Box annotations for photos
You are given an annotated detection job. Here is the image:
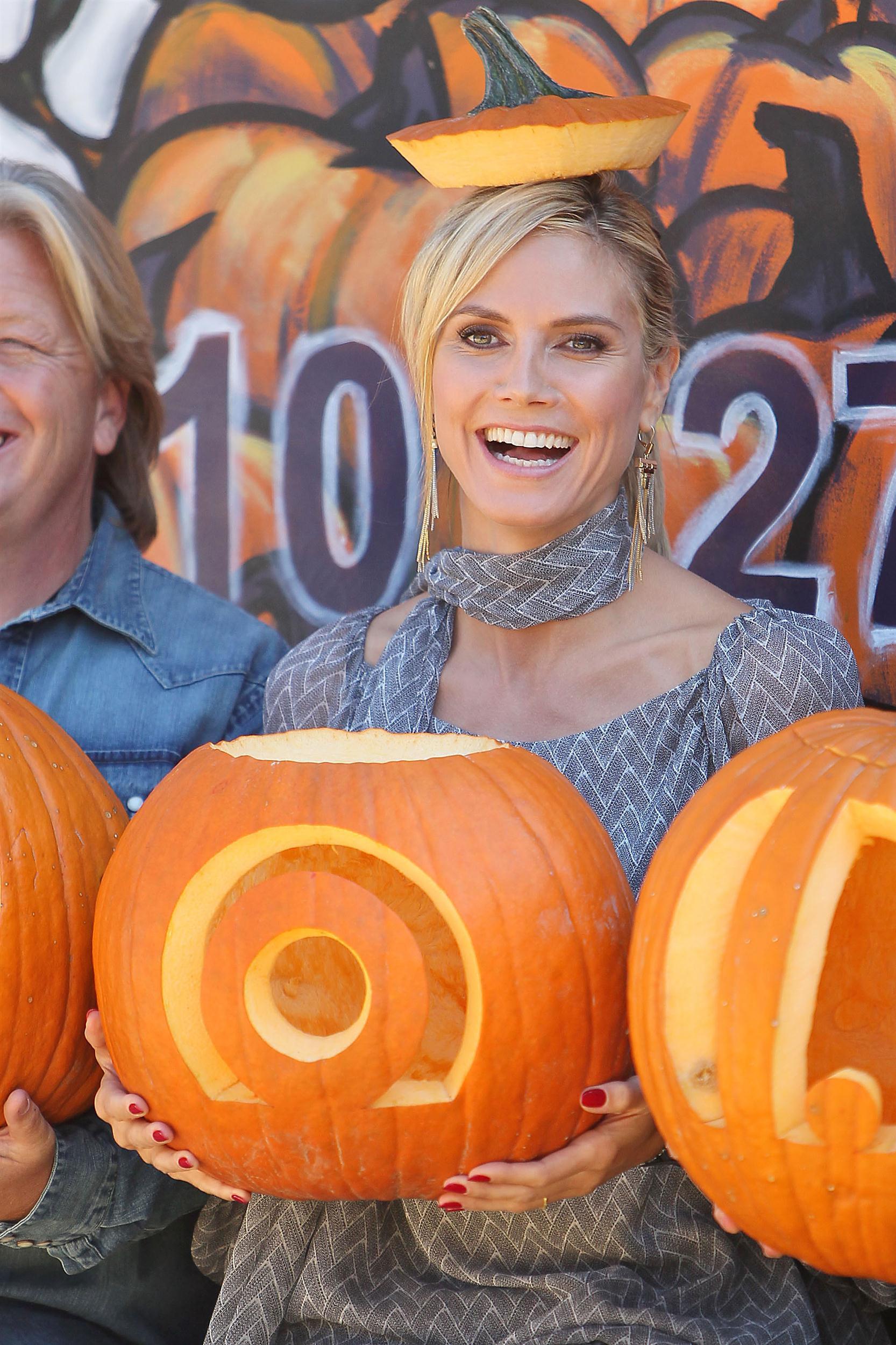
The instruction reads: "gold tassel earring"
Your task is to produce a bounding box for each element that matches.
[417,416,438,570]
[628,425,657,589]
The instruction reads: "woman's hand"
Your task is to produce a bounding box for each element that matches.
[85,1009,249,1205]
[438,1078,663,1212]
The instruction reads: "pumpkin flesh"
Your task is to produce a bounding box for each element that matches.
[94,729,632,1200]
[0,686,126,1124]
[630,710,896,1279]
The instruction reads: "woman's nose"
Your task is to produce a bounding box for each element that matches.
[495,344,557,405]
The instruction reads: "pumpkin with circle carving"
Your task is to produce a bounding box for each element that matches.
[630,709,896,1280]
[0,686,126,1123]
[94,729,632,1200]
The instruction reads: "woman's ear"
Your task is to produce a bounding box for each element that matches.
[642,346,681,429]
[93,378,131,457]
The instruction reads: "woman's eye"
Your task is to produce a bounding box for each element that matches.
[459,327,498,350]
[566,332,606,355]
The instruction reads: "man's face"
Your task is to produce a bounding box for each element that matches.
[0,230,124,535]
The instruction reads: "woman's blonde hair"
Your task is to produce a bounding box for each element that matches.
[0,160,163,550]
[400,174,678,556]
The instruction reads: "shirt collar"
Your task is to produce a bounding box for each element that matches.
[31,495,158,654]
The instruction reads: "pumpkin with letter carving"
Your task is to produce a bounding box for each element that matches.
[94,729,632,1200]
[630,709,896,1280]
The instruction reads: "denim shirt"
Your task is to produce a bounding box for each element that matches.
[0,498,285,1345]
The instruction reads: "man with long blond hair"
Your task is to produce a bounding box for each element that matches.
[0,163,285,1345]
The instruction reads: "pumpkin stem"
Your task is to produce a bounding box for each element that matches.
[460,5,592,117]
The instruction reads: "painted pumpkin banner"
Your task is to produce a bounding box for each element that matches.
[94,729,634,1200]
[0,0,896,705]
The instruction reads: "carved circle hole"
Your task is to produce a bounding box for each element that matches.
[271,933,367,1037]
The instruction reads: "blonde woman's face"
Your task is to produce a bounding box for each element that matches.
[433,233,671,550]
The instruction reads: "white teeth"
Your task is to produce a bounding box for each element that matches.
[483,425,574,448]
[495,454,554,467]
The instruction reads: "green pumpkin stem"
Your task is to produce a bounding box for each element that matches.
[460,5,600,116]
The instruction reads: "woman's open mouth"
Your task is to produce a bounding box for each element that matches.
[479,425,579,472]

§ Direction: Write out every one of the entries above word for word, leaving out the pictures.

§ Full solution:
You are given an annotated detection job. Here is the image:
The instruction reads: "gold tassel earring"
Your task is to produce a bounding box for each element that matches.
[417,416,438,570]
[628,425,657,589]
The instruction reads: "woman's hand"
Your task is to produce a bounding box for each element that matches.
[85,1009,249,1205]
[438,1078,663,1212]
The instruction reads: "pumpkin flesh"
Your task is to produce a bounding box for each element that matches.
[94,729,632,1200]
[0,686,126,1124]
[630,710,896,1279]
The instruction reads: "woman's nose"
Your task is to produce a bounding box for each element that matches.
[495,344,557,405]
The instruction reads: "pumpkin with circle carving"
Your task is to produce a bounding box for each element that matches.
[630,709,896,1280]
[0,686,126,1123]
[94,729,632,1200]
The instruction reads: "woman's ear"
Your task is to produce a bounding box for each element that matches.
[642,346,681,429]
[93,378,131,457]
The instruction reads: "woman's eye"
Your task is to produce a bounding box for each element that matches.
[459,327,498,350]
[566,332,606,355]
The instruction reads: "man's face"
Your task is to produce a bounding box for each element that matches.
[0,230,124,535]
The instruction reads: "woman's blonde hair"
Your task is to produce a bounding box for each element that matches.
[0,160,163,550]
[400,174,678,556]
The instruction reads: "shirt collar"
Your task is to produce a bounding box for each element that matches.
[31,495,158,654]
The instruction reads: "pumpkin with letter carving"
Your task is to produce a bounding box for each element that matches.
[94,729,632,1200]
[630,709,896,1280]
The instruction reads: "denim shirt"
Your task is to produce a bounding box for each element that matches.
[0,498,285,1345]
The instruction reads: "man with long blond hair"
Your task is to produce a bounding box for each element that matches.
[0,163,285,1345]
The instruction reads: "pumpkin stem"
Your task is to produce a bounding box for each element that matches.
[460,5,592,117]
The instruction reads: "painted pumpkin banner"
Your task is to produce a bounding box for each element that matches.
[94,729,634,1200]
[0,0,896,705]
The instruction reads: "carved circle hole"
Your task is to produce a bounding box for each element that matches.
[271,933,367,1037]
The instruction reads: "blonde woman's face"
Your task is to produce a bounding box for each element that matches.
[433,233,671,550]
The instruction reads: "white teeth"
Your task is to produce a bounding box for each element that matches.
[483,425,574,448]
[495,454,554,467]
The instruction reads: "green pumpkin stem"
Your task is to produce a bounding box for each element that matches.
[460,5,600,116]
The instruction reads: "woman's open mouth"
Your task is to produce a bounding box for each element that matches.
[479,425,579,472]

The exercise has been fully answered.